◆ Named-object pointing entries:
######

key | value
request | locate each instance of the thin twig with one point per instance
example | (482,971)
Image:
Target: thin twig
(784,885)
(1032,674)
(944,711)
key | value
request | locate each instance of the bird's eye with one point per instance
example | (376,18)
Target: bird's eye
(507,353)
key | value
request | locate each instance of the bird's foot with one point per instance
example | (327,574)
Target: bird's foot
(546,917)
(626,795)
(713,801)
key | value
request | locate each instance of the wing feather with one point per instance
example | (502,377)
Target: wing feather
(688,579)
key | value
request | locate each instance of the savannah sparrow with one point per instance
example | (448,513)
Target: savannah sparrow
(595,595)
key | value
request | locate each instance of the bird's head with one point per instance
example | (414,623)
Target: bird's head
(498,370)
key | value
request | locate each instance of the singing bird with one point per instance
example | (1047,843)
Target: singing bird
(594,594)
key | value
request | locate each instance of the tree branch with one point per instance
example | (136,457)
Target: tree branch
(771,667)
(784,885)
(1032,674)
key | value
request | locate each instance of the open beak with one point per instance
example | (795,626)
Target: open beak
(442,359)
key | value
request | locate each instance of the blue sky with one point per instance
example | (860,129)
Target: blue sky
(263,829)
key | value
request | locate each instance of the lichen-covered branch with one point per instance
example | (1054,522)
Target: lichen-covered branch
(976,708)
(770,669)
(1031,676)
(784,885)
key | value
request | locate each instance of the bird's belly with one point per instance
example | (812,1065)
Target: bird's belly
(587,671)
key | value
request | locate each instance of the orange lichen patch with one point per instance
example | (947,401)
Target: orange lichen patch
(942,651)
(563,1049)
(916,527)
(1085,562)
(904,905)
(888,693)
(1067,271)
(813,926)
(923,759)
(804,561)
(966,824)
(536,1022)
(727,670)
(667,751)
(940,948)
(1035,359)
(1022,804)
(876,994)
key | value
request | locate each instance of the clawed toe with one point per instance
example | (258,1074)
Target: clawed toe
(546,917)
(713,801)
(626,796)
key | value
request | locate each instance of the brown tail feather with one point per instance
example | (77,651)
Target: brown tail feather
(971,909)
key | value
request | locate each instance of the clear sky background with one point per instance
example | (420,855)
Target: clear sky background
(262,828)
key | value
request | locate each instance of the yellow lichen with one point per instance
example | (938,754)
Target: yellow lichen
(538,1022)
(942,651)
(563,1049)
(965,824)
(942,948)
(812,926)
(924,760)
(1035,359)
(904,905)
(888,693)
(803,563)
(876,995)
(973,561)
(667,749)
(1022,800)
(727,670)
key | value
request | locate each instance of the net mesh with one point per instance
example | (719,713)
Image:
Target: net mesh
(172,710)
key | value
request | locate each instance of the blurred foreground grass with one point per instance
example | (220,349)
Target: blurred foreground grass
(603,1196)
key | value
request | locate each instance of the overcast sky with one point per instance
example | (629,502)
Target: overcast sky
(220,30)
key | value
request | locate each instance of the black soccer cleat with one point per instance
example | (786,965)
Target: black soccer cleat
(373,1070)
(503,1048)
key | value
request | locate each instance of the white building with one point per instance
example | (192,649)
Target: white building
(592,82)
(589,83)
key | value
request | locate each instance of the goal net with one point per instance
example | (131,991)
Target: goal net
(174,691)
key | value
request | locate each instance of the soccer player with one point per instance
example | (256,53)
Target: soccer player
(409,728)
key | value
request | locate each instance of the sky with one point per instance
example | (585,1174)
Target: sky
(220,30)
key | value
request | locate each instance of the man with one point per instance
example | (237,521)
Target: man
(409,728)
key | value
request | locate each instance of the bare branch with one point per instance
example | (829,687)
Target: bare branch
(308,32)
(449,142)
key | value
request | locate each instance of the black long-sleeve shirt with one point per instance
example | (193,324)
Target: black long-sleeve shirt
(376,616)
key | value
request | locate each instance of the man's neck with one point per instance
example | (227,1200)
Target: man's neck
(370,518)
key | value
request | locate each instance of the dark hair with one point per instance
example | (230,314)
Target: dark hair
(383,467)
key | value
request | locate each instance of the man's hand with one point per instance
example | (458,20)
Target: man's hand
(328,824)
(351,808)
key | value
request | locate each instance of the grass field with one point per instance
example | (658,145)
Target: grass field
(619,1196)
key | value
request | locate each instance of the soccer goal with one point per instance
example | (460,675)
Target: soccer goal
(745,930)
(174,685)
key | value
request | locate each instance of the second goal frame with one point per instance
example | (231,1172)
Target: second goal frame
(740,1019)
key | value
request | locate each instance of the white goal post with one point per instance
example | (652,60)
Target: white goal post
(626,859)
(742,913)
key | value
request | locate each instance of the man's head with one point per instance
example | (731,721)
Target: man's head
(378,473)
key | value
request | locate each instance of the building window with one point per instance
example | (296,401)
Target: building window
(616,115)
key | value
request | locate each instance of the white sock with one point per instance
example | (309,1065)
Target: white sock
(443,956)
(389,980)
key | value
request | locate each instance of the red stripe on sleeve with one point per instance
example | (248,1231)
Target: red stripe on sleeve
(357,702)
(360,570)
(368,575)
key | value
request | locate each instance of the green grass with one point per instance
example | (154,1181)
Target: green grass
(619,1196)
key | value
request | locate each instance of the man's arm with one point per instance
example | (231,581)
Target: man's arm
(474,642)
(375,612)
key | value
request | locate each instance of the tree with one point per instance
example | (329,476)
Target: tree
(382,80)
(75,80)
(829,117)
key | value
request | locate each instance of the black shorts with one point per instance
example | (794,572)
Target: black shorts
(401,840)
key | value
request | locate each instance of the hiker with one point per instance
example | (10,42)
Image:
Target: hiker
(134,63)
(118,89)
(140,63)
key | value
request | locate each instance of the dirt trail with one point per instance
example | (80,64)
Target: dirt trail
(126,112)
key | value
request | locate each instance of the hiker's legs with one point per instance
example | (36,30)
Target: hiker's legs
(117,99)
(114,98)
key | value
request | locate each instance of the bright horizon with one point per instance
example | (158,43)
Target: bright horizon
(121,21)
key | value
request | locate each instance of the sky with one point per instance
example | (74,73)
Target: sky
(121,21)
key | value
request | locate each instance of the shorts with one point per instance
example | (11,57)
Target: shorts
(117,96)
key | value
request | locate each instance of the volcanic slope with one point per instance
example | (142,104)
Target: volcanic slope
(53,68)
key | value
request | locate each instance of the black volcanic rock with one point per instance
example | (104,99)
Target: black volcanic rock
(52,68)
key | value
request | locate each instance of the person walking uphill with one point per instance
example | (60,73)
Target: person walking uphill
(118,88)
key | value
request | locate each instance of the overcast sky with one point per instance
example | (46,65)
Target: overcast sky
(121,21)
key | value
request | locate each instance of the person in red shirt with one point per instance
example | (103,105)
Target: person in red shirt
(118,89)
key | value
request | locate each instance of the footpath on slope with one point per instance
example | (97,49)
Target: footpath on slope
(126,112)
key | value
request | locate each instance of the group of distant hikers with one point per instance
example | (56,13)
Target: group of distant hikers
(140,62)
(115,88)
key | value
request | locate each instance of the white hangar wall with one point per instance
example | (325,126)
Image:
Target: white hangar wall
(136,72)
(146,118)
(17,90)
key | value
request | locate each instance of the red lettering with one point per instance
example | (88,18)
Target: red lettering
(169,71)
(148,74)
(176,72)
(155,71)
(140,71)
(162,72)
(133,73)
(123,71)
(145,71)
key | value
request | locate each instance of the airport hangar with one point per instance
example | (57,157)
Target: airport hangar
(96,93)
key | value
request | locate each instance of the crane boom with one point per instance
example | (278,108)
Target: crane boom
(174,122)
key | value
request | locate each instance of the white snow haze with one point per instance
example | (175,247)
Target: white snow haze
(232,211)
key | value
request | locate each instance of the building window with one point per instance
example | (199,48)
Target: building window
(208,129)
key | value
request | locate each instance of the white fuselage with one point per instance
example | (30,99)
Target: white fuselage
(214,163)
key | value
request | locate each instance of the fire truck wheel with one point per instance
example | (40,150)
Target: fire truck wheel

######

◆ Stated exercise:
Find every line in the entries above that contains the string "cleat", and copy each of those lines.

◆ Output for this exercise:
request | locate each instance of the black soccer cleat with one point per instance
Target: black soccer cleat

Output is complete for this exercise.